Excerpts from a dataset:

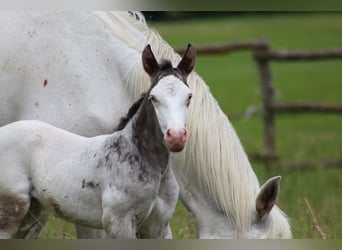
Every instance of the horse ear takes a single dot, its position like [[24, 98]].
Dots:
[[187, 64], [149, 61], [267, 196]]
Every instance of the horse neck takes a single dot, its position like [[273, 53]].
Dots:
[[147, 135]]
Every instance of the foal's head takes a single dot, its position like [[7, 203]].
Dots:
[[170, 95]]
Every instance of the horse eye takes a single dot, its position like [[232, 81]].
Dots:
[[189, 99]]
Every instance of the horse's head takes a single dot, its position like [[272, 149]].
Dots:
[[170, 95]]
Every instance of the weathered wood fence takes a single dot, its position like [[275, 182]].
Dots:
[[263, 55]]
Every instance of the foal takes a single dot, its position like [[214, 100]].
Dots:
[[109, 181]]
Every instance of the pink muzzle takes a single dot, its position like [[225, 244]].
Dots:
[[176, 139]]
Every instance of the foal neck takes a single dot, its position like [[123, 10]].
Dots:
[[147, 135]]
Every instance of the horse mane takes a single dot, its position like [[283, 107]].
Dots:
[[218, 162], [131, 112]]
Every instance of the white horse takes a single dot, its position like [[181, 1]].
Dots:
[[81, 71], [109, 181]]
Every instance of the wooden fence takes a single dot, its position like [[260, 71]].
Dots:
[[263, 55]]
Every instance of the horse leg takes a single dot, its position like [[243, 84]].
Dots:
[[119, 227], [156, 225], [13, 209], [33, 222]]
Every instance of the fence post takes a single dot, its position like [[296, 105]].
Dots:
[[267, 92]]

---

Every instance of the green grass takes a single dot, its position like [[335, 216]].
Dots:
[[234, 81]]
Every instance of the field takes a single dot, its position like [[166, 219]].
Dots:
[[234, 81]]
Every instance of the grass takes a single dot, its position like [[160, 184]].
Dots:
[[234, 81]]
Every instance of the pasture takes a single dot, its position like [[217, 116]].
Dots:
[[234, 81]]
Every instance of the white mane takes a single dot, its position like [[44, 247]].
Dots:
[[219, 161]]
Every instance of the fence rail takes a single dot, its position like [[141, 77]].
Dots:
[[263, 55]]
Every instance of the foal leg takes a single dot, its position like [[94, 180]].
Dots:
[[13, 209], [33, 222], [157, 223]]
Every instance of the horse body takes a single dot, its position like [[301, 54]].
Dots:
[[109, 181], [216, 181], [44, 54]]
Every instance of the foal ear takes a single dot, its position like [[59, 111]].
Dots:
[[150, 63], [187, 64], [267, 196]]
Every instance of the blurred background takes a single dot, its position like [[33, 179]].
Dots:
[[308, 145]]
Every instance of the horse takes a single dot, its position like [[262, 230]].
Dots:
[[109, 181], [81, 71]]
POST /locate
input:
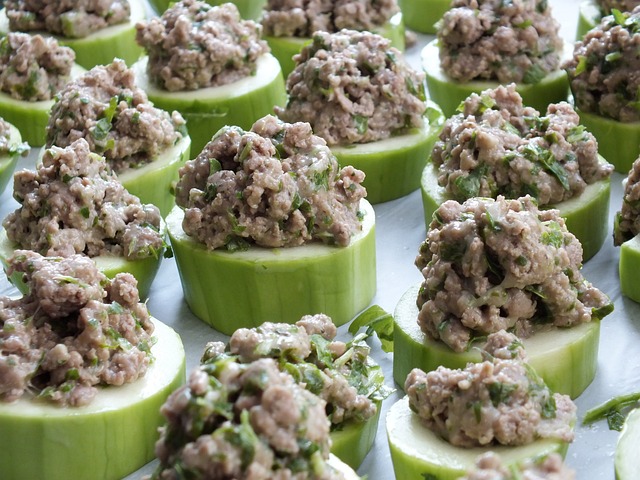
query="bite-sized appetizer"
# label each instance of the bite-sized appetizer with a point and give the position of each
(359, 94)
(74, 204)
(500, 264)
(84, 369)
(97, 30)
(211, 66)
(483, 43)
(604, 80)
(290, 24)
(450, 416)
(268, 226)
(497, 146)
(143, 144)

* * *

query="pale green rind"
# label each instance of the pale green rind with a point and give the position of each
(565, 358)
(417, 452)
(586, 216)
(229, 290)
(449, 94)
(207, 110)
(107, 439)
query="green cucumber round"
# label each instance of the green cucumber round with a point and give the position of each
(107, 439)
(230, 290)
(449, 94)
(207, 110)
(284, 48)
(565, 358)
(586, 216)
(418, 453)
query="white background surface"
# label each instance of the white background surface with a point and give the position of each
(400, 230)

◆ **EXERCISE DIRECTIONS**
Across all the entries, count the lines that contain "mane", and state nothing but the total.

◆ **RESPONSE TO THIS EXERCISE**
2